What is expected – Rewrite the data below, replacing every occurrence of "largest circle" with "biggest circle" and leaving everything else unchanged.

— BEGIN Records for this task —

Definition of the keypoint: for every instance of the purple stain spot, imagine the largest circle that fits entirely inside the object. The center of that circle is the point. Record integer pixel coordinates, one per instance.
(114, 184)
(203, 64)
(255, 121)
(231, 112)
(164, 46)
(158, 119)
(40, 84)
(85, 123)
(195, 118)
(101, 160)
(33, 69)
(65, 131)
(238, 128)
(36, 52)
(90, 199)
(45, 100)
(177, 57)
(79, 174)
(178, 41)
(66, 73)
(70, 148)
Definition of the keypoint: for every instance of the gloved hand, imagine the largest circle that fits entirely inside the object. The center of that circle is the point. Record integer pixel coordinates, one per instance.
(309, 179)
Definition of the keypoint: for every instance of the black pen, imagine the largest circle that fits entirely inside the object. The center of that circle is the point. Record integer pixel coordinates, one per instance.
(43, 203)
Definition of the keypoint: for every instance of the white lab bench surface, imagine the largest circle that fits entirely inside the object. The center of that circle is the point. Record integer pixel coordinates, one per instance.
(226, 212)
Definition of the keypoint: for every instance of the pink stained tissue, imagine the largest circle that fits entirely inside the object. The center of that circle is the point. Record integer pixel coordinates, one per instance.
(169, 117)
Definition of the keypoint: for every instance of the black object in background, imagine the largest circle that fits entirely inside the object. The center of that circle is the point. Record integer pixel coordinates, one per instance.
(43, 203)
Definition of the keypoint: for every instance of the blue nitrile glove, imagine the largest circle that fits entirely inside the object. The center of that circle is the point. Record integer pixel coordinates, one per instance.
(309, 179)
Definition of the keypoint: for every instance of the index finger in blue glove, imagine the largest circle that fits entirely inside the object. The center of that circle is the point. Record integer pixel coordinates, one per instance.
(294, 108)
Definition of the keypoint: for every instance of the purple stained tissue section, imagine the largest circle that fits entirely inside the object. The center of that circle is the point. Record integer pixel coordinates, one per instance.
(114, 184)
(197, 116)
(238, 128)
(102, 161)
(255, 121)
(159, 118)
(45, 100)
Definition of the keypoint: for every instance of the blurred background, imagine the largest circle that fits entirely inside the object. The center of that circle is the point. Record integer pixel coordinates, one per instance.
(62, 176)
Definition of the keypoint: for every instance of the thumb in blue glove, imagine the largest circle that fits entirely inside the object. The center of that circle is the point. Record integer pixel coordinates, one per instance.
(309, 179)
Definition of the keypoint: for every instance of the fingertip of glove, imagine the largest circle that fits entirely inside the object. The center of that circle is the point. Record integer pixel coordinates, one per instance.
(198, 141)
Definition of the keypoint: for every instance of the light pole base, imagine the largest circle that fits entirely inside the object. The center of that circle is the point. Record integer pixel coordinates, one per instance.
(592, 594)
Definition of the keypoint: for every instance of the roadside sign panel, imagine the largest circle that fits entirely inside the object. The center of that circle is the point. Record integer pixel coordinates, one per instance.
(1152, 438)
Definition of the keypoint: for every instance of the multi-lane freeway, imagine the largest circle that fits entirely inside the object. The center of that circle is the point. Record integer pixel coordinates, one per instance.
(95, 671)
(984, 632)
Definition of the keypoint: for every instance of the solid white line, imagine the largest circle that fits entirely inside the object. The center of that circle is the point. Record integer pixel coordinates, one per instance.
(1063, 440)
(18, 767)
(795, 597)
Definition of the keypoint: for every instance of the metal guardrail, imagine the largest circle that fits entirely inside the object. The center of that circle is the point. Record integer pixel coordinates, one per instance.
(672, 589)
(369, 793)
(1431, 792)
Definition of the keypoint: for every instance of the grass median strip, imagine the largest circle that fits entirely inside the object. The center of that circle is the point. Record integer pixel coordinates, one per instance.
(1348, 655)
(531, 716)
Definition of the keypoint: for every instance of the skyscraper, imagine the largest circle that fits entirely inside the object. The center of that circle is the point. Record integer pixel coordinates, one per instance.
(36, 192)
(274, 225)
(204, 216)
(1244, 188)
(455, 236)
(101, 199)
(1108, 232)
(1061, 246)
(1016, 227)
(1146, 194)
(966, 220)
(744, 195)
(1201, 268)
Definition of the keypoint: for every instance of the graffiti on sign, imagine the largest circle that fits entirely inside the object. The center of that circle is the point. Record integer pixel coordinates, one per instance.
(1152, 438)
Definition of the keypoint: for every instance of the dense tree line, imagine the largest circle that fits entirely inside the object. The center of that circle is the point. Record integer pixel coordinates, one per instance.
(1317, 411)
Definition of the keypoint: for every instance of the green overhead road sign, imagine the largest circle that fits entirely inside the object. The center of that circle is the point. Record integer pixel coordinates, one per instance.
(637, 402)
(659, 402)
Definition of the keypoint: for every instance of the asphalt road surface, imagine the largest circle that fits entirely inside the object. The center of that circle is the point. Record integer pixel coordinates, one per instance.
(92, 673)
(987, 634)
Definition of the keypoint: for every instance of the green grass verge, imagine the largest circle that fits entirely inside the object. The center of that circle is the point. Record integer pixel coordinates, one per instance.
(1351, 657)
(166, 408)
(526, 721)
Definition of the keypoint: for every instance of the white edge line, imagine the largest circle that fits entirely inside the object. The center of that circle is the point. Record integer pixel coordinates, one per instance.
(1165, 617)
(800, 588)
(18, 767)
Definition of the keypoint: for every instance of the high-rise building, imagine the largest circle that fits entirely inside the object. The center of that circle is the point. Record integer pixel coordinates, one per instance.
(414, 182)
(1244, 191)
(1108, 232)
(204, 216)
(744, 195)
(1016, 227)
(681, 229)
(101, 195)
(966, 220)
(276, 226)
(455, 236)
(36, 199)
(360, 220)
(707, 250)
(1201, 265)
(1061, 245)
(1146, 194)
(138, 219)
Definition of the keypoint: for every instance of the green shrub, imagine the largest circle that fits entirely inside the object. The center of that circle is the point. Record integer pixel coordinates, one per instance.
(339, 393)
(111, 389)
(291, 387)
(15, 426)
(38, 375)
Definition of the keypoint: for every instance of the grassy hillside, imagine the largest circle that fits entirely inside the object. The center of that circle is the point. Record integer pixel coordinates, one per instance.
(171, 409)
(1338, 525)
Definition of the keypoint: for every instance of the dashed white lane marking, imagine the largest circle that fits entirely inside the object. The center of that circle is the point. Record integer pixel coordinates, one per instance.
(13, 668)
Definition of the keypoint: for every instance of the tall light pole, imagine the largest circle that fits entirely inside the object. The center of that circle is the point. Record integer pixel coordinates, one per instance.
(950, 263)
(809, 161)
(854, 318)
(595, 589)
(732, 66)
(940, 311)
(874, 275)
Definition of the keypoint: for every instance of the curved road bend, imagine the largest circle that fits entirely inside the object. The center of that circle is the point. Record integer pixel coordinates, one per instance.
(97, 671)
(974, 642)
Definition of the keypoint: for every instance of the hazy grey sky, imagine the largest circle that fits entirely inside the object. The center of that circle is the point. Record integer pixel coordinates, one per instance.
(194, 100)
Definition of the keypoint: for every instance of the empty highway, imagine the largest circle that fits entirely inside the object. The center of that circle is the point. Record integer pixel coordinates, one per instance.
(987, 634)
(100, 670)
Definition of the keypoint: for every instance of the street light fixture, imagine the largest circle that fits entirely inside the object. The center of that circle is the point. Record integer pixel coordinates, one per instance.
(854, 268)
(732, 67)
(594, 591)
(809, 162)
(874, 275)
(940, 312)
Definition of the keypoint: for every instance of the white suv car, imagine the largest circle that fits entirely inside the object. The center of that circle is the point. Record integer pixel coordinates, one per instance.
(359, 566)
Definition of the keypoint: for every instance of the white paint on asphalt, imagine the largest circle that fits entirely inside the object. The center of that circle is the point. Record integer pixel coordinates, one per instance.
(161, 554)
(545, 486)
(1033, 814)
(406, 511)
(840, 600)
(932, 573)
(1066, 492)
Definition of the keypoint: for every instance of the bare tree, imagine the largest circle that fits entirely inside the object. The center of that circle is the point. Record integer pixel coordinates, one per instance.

— END Records for this task —

Answer below –
Definition of the keypoint: for every instance of the purple stain spot, imagine the biggest circle that fits entirely inside the object. The center of that circle is the point. Record integer pixel coordinates, one per instance.
(114, 184)
(203, 64)
(255, 121)
(231, 112)
(164, 46)
(158, 119)
(40, 84)
(85, 123)
(195, 118)
(101, 160)
(33, 69)
(65, 131)
(238, 128)
(36, 52)
(90, 199)
(45, 100)
(177, 57)
(79, 174)
(178, 41)
(66, 73)
(70, 148)
Definition of the keypoint: for every instance of the gloved hand, imagine the biggest circle that fits entirely inside the object. The center of that circle is the point. Record integer pixel coordinates, one per instance.
(309, 179)
Definition of the keypoint: for every instance of the black pen, imagine the biggest circle that fits entirely inside the object. The center of that circle is the point. Record integer pixel coordinates, one per instance.
(43, 203)
Definition of the keypoint: for every instance of the white lab bench surface, imagine the biggest circle that fits entirely inside the object. The center of that circle is the point. Record integer pixel coordinates, one per instance.
(226, 212)
Definition of the keypoint: for every instance of the pink stained tissue, imagine the biggest circle that fits entirely inside the object. The center of that circle is the point. Record integer pixel coordinates, one per instance.
(169, 117)
Definition of the keypoint: for every instance of the black object in background, imagine the biggest circle that fits entirely inside the object. The center of that circle is the point. Record integer pixel coordinates, one per instance.
(43, 203)
Definition of the keypoint: for every instance of the blue nitrile glove, imagine the biggest circle that fits entirely inside the object. The center of that circle is the point. Record integer pixel coordinates, one per instance.
(309, 179)
Definition of the keypoint: for every instance of the index finger in blue glove, imagine the biggest circle that fits entirely inside the object. The center of that circle is the point. Record integer pixel coordinates, one per instance.
(294, 108)
Definition of the keypoint: for every instance of the purple stained tissue section, imagine the biggest circle that fits entirely inside the object. The center of that circle is the point. Record integer pixel coordinates, one per instance.
(114, 184)
(197, 116)
(238, 128)
(102, 161)
(255, 121)
(159, 118)
(45, 100)
Definition of the keypoint: for every instance of the blurred background, imagine the biggest circle that fits entirely inside the object. The center of that circle is the point. Record integer pixel coordinates, one per instance.
(62, 176)
Definition of the keypoint: for every instance of the thumb in blue glove, imagine the biggest circle that fits entirely inside the object. The center of that circle is the point. Record integer pixel coordinates, one per instance.
(309, 179)
Definition of the keypoint: for every instance of the fingertip of glove, imagine the biggest circle that fits entirely inside the object. The center of that circle is the point. Record integer pixel coordinates, one per instance.
(198, 141)
Definition of the keypoint: for every instance of the light pole base, imagine the biggest circle that fits entirely inside the object. The center of that circle is the point. Record integer pixel coordinates, one per instance.
(592, 594)
Definition of the keypoint: for every instance of the roadside sign panel, imagine the biggest circle that fits entirely inside the object. The center of that circle is the point. Record integer pixel coordinates, one per instance.
(1152, 438)
Definition of the keypoint: for every instance of the multi-lane freeway, imagine the biggest circle that fits entirely inside the object. The center of that circle is the point. Record integer pixel coordinates, one per instance.
(95, 671)
(984, 632)
Definition of the keypoint: for every instance of the solid white line, imagine the biggest circle that fits entirely inside the object. The center of that circle is the point. Record integer pixel coordinates, one per instance.
(1063, 440)
(18, 767)
(795, 597)
Definition of the keypoint: for every instance of the metal guardrail, imagine the biggest circle that fits entirely inside the object. The center of that circle is the point. Record integer pixel coordinates, one per instance.
(672, 589)
(369, 793)
(1431, 792)
Definition of the keypoint: for every instance of the grass median strip, imagine the biggest circle that fits entirely inside the object. The center of that circle is the point. Record integer pixel coordinates, one per instance.
(1348, 655)
(531, 716)
Definition of the keypoint: for every instance of the skyscraper, imagine the biggest circle that fits entirely inside the object. The center of that circle is the point. Record integer pixel coordinates, one per instance.
(36, 192)
(274, 225)
(204, 216)
(1244, 188)
(455, 236)
(101, 199)
(1108, 232)
(1061, 246)
(1016, 227)
(1146, 194)
(966, 220)
(744, 195)
(1201, 268)
Definition of the keypoint: for every instance of the graffiti on sign, imagine the biggest circle that fits entirely inside the object. The center of that circle is the point. Record integer pixel coordinates, one per instance.
(1152, 438)
Definition of the keypoint: for every instance of the dense tree line, imagine the biggest circle that fits entirely inside the object. The center of that circle is the point. Record integer pixel coordinates, one per instance.
(1317, 411)
Definition of the keypoint: for every instance of the green overhead road sign, imagine the biggest circle that fits entirely inside the object. The center of that circle is the point. Record integer pixel coordinates, one per instance.
(637, 402)
(659, 402)
Definition of the keypoint: for every instance of the asphalt road surface, imagine the biggest circle that fits entirely inside the object. The center of that circle is the point. Record integer pixel coordinates, one per instance.
(92, 673)
(987, 634)
Definition of the keypoint: for every instance of the green grass verge, imagine the biggest circle that fits entirely inside the object. The center of that circle is the point. Record integer pixel coordinates, one per instance.
(1351, 657)
(166, 408)
(526, 721)
Definition of the keypoint: for every instance of the white edge line, imagine the biggest circle that fits entirely inside the object. The center of that circle is the point. Record integer pixel coordinates, one per instance.
(1165, 617)
(800, 588)
(18, 767)
Definition of the keypoint: for every instance of the high-rise building, imagine the biggest circle that fits entirely inside the object. The center of that circle is the point. Record integer pixel coordinates, one per instance.
(414, 182)
(1244, 191)
(1108, 232)
(204, 216)
(744, 195)
(1016, 227)
(681, 229)
(101, 195)
(966, 220)
(276, 226)
(455, 236)
(36, 199)
(360, 220)
(707, 250)
(1201, 265)
(1061, 245)
(1146, 194)
(138, 219)
Definition of the keypoint: for every instance of the green shrub, imagine the biggest circle that fits entirely inside the object. The center of that circle is the point. Record integer pixel coordinates, one per instance.
(339, 393)
(111, 389)
(291, 387)
(15, 426)
(38, 375)
Definition of the keypoint: for every instance of the grassy hillside, imagine the biggest circle that fits entirely inside the object. The center of that circle is the point. Record integer pixel coordinates, one per instance.
(171, 409)
(1338, 525)
Definition of the keypoint: for every instance of the dashed white lane marking, imagine the biggest circle that fits entirely inside the object. The center of that circle is the point. Record integer pixel coordinates, one per instance.
(13, 668)
Definition of the keypoint: for every instance of the tall light pole, imagine the biggest circle that fits entirely inside the object. The center of that circle is the point. Record integer pixel coordinates, one per instance.
(950, 263)
(809, 161)
(854, 318)
(595, 589)
(732, 66)
(940, 311)
(874, 275)
Definition of the keypoint: for every instance of the curved road bend, imagine the biggest circle that fits entirely inside the object. The center of that circle is the point. Record integer pixel coordinates, one per instance.
(97, 671)
(974, 642)
Definition of the keypoint: for every instance of the hazy grey sky, imagine the biggest circle that fits entirely inside the object. The center of that circle is the point. Record integer pixel coordinates, one per instance.
(194, 100)
Definition of the keypoint: for every instance of the empty highway, imagine the biggest circle that fits entirely inside the object. The center of that circle is the point. Record integer pixel coordinates, one per instance.
(987, 634)
(100, 670)
Definition of the keypoint: for every instance of the street light fixture, imagine the biggest circle that fits entirely inside the object. The center of that circle is the point. Record integer pixel coordinates, one per instance.
(854, 268)
(732, 67)
(594, 591)
(809, 162)
(874, 275)
(940, 312)
Definition of the keypoint: for every instance of the white suv car, imagine the biggest circle that fits entirely inside the object. The center of that circle is the point. Record integer pixel coordinates, one per instance.
(359, 566)
Definition of the keypoint: for every instance of the white paint on asphalt, imagine the biggest circle that fits entirely inside the object. The center of that circle is the point. Record integer pixel coordinates, one per instance.
(161, 554)
(545, 486)
(1033, 814)
(406, 511)
(840, 600)
(932, 573)
(1066, 492)
Definition of the keypoint: for every instance of the bare tree, imagine the biggest circle that fits entirely inside the object. The center of that circle is the point. Record integer pixel coordinates, one per instance.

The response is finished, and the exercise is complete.